═════ Selected excerpt
I don't have a software to explore these fondamental solutions, but they may lead to a solution to the main question.

As awllower noted in comments, if $p_1<p_2<\ldots < p_k$, then $a_k=1$.

Then, based on this property, we rewrite numbers $n$ and $f(n)$ in the form: $$n = q\cdot p_k, \quad \mbox{ where} \quad q = p_1^{a_1}\cdots p_{k-1}^{a_{k-1}};\tag{1}$$ $$f(n) = p_k^2+f(q).\tag{2}$$ Then we focus on equation $$p_k^2+f(q) = q\cdot p_k,$$ which is quadratic equation (for variable $p_k$): $$p_k^2 - q\cdot p_k + f(q) = 0.\tag{3}$$ Then we require next conditions:
a) $q^2-4f(q) = D^2$, where $D \in\mathbb{N}$;
b) $\frac{q-D}{2}$ or $\frac{q+D}{2}$ is prime number.
══════════
═════ Dataset extract
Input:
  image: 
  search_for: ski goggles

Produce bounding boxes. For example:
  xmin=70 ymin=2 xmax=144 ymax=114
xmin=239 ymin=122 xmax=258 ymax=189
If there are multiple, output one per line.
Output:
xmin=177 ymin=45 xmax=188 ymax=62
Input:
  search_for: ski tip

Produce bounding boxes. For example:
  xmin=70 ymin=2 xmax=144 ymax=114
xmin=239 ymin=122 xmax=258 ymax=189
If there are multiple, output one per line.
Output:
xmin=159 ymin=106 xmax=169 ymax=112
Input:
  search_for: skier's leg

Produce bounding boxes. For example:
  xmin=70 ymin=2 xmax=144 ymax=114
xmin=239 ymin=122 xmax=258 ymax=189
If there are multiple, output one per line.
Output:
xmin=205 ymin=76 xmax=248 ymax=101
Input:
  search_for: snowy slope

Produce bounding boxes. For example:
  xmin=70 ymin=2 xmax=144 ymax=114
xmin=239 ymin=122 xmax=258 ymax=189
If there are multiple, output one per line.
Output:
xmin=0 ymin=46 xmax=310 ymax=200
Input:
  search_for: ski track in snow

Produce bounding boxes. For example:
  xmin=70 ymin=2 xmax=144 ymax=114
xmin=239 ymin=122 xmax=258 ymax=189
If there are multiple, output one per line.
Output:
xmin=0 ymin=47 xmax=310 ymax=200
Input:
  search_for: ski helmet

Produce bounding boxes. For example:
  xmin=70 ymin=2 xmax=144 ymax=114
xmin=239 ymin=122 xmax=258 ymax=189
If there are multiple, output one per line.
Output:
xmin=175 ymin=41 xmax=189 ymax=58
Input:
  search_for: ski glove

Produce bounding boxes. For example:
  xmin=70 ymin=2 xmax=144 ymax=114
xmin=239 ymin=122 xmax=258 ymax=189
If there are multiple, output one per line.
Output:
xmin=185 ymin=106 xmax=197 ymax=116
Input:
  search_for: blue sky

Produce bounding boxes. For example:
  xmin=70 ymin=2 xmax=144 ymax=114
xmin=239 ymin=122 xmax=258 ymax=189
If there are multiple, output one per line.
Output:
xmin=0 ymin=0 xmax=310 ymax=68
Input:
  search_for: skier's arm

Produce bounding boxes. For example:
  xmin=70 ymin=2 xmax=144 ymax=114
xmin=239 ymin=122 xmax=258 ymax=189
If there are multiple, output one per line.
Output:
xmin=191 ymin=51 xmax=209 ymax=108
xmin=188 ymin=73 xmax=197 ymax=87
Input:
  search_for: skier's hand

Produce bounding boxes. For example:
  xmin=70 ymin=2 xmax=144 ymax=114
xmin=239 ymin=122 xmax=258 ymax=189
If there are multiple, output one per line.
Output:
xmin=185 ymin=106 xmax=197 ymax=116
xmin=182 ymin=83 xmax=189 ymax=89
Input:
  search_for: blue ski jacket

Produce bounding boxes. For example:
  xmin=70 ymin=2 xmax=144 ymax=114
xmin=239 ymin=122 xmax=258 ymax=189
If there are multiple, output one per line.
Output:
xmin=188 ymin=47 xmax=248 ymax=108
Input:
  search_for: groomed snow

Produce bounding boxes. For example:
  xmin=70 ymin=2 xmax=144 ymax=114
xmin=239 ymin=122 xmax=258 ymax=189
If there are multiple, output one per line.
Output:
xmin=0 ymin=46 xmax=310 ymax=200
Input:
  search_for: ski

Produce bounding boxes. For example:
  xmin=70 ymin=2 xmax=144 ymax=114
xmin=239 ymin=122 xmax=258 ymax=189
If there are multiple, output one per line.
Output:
══════════
Task to complete →
Write the next part of the number theory excerpt on the quadratic equation in $p_k$, starting right after its last condition. The material has no role here.

Output for this task →
This method allows to focus on smaller factors of a number $n$ and construct (?)(if possible) the largest appropriate prime factor.

But strange that I cannot find any such $q$ that at least condition a) holds: $$q^2-4f(q) = D^2.\tag{4}$$

($1<q<10^8$ were checked).